- Extracted records
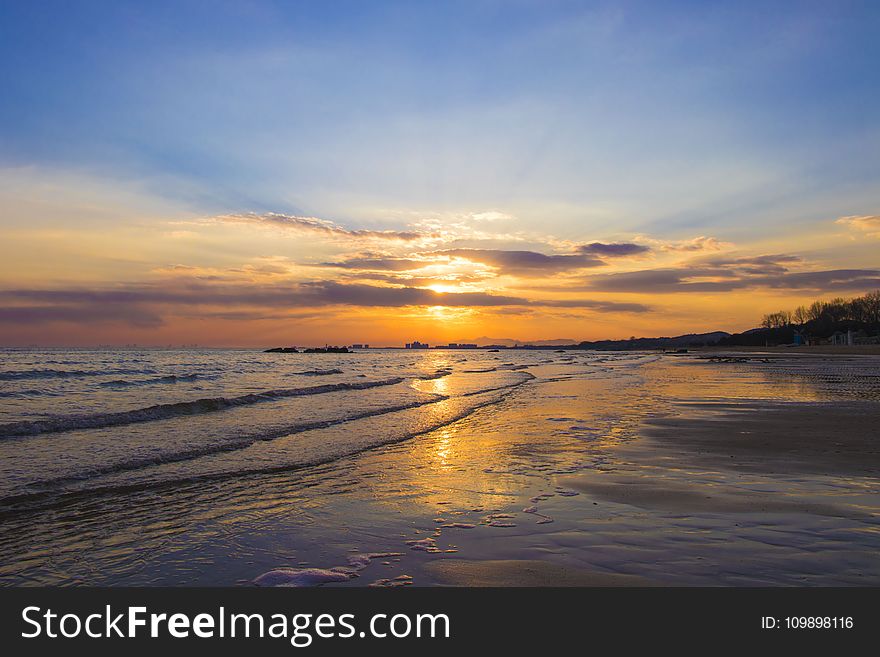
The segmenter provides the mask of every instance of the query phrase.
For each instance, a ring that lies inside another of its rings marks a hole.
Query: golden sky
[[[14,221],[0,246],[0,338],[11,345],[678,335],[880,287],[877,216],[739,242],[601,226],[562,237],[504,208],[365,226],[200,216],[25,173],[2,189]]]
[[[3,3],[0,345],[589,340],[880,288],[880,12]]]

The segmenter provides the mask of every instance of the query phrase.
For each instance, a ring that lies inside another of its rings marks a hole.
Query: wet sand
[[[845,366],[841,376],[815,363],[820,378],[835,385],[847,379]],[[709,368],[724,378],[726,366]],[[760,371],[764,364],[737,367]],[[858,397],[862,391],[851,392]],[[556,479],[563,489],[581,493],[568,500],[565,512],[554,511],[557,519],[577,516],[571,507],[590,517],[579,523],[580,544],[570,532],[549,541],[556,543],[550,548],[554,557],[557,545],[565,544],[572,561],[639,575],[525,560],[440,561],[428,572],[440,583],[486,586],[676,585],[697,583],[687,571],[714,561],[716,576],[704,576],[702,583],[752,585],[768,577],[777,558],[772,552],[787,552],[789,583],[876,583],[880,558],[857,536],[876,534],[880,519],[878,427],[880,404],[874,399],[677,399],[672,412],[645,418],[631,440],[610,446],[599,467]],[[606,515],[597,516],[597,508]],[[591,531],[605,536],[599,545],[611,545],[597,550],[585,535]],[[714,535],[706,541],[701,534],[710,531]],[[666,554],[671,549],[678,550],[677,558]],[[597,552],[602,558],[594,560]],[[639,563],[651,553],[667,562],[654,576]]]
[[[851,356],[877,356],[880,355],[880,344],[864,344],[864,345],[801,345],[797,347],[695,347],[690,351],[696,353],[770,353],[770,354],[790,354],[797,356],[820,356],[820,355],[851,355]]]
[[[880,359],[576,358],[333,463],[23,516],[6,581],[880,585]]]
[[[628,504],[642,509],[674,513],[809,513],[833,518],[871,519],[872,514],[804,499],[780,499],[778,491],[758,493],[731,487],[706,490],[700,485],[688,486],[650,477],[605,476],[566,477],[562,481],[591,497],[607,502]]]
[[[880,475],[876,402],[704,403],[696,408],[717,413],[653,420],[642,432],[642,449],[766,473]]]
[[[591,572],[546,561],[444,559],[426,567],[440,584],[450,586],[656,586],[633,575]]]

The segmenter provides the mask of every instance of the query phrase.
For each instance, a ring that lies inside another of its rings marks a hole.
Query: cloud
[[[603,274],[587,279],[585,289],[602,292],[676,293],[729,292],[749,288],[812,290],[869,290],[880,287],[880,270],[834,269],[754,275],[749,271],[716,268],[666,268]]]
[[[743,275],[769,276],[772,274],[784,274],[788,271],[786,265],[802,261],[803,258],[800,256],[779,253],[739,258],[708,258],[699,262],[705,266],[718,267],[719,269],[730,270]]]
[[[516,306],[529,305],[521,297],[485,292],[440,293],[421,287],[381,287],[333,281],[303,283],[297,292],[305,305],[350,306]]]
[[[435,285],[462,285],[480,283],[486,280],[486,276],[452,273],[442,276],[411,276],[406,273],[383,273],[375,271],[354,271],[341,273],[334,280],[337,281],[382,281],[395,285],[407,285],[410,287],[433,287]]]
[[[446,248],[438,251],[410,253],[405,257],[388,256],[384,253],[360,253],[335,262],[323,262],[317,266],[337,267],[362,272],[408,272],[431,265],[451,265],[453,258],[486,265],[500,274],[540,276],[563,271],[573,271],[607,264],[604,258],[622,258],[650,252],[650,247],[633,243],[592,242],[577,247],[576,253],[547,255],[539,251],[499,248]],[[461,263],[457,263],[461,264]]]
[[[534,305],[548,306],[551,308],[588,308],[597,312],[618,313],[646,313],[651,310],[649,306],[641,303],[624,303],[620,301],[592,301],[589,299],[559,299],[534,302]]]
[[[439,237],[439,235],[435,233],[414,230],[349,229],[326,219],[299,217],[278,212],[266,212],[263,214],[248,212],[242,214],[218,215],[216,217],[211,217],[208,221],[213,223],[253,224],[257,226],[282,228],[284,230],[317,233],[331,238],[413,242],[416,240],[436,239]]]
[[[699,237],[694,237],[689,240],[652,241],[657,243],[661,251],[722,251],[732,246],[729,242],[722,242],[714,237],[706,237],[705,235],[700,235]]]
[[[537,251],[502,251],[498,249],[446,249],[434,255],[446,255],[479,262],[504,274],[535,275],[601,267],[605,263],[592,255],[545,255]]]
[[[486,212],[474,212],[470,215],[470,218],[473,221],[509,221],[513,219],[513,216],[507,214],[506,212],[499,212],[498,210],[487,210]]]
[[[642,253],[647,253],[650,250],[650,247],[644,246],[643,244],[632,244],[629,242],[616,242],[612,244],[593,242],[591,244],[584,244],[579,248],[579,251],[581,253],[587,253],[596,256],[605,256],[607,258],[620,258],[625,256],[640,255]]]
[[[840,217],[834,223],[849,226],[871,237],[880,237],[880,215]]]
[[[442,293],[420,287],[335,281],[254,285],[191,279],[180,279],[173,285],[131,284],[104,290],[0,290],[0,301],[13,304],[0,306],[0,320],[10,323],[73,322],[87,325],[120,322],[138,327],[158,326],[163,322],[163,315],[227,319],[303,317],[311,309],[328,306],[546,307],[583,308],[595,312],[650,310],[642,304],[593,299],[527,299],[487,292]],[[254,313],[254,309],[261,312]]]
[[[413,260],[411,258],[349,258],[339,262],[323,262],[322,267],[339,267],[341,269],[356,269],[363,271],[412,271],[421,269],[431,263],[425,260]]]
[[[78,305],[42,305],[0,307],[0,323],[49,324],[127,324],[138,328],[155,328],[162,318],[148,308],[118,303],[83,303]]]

- Task item
Copy every entry word for word, but omit the pictures.

- Completed task
The segmenter provides the mask of every instance of the query phrase.
For each instance, a ring that lies inside another of its rings marks a hole.
Query: golden sky
[[[14,221],[0,246],[0,338],[11,345],[678,335],[880,287],[877,216],[739,242],[601,226],[562,237],[504,208],[365,226],[200,216],[25,173],[2,189]]]
[[[3,3],[0,345],[589,340],[880,288],[880,12]]]

The segmenter provides the mask of every instance of the query phrase.
For each instance, a ring that lies inside another of its rings marks a hole.
Query: wet sand
[[[845,366],[841,376],[815,363],[820,378],[835,385],[847,379]],[[709,368],[724,378],[726,366]],[[760,371],[764,364],[737,367]],[[858,397],[862,391],[851,392]],[[556,479],[563,489],[581,493],[568,500],[565,512],[554,511],[557,519],[577,516],[571,507],[590,517],[579,523],[580,544],[570,532],[549,541],[556,543],[550,548],[554,557],[557,545],[565,544],[572,561],[639,575],[525,560],[440,561],[428,572],[440,583],[486,586],[676,585],[697,583],[687,571],[714,561],[716,576],[704,576],[702,583],[752,585],[768,577],[777,558],[772,552],[787,552],[789,583],[876,583],[880,558],[857,536],[876,534],[880,519],[878,427],[880,404],[874,399],[677,399],[672,412],[645,418],[631,440],[610,446],[599,467]],[[606,515],[597,516],[597,508]],[[591,531],[605,536],[599,545],[611,545],[597,550],[585,535]],[[714,535],[706,541],[701,534],[710,531]],[[666,554],[671,549],[678,550],[677,558]],[[597,552],[602,558],[594,560]],[[639,563],[651,553],[667,562],[654,576]]]
[[[851,356],[877,356],[880,355],[880,344],[864,344],[864,345],[801,345],[797,347],[695,347],[690,351],[696,353],[770,353],[770,354],[790,354],[797,356],[820,356],[820,355],[851,355]]]
[[[880,359],[576,358],[333,463],[23,516],[6,581],[880,585]]]
[[[628,504],[642,509],[674,513],[809,513],[833,518],[871,519],[872,514],[804,499],[780,499],[778,491],[758,493],[731,487],[706,490],[700,485],[688,486],[650,477],[605,476],[566,477],[562,481],[591,497],[607,502]]]
[[[880,475],[876,402],[704,403],[696,408],[717,413],[653,420],[642,432],[642,449],[766,473]]]
[[[591,572],[546,561],[444,559],[426,567],[440,584],[450,586],[656,586],[633,575]]]

The segmenter provides the mask of every instance of the query phrase.
For each instance, a ring that lies inside another of its rings marks a hole.
Query: cloud
[[[603,274],[587,279],[585,289],[602,292],[676,293],[729,292],[749,288],[812,290],[869,290],[880,287],[880,270],[834,269],[754,275],[749,271],[716,268],[666,268]]]
[[[743,275],[769,276],[772,274],[784,274],[788,271],[786,265],[802,261],[803,258],[800,256],[779,253],[739,258],[708,258],[699,262],[705,266],[718,267],[719,269],[730,270]]]
[[[516,306],[529,305],[521,297],[485,292],[440,293],[421,287],[381,287],[333,281],[303,283],[297,292],[305,305],[350,306]]]
[[[435,285],[462,285],[480,283],[486,280],[486,276],[452,273],[442,276],[411,276],[406,273],[383,273],[375,271],[354,271],[341,273],[334,280],[337,281],[382,281],[395,285],[407,285],[410,287],[433,287]]]
[[[446,248],[438,251],[410,253],[405,257],[388,256],[384,253],[360,253],[335,262],[323,262],[317,266],[337,267],[362,272],[408,272],[431,265],[451,265],[453,258],[486,265],[500,274],[540,276],[563,271],[573,271],[607,264],[604,258],[622,258],[650,252],[650,247],[633,243],[592,242],[577,247],[576,253],[547,255],[539,251],[499,248]],[[461,263],[457,263],[461,264]]]
[[[534,305],[548,306],[551,308],[588,308],[597,312],[618,313],[646,313],[651,310],[649,306],[641,303],[624,303],[620,301],[592,301],[589,299],[559,299],[534,302]]]
[[[439,237],[439,235],[435,233],[414,230],[349,229],[326,219],[299,217],[278,212],[266,212],[263,214],[248,212],[242,214],[218,215],[216,217],[211,217],[208,221],[213,223],[253,224],[257,226],[282,228],[284,230],[317,233],[331,238],[413,242],[416,240],[436,239]]]
[[[699,237],[694,237],[689,240],[652,241],[657,243],[661,251],[722,251],[732,246],[729,242],[722,242],[714,237],[706,237],[705,235],[700,235]]]
[[[537,251],[502,251],[498,249],[446,249],[434,255],[446,255],[479,262],[504,274],[535,275],[601,267],[605,263],[592,255],[545,255]]]
[[[486,212],[474,212],[470,215],[470,218],[473,221],[509,221],[513,219],[513,216],[507,214],[506,212],[499,212],[498,210],[487,210]]]
[[[642,253],[647,253],[650,250],[650,247],[644,246],[643,244],[632,244],[629,242],[616,242],[612,244],[593,242],[591,244],[584,244],[579,248],[579,251],[581,253],[587,253],[596,256],[605,256],[607,258],[620,258],[625,256],[640,255]]]
[[[840,217],[834,223],[849,226],[871,237],[880,237],[880,215]]]
[[[442,293],[420,287],[335,281],[254,285],[191,279],[180,279],[173,285],[131,284],[104,290],[0,290],[0,301],[13,304],[0,306],[0,320],[10,323],[73,322],[87,325],[120,322],[138,327],[158,326],[163,322],[163,315],[227,319],[303,317],[311,309],[328,306],[546,307],[583,308],[595,312],[650,310],[642,304],[593,299],[527,299],[487,292]],[[254,313],[254,309],[261,312]]]
[[[413,260],[411,258],[349,258],[339,262],[323,262],[322,267],[339,267],[341,269],[356,269],[363,271],[412,271],[421,269],[431,263],[425,260]]]
[[[78,305],[42,305],[0,307],[0,323],[49,324],[127,324],[138,328],[155,328],[162,318],[148,308],[118,303],[83,303]]]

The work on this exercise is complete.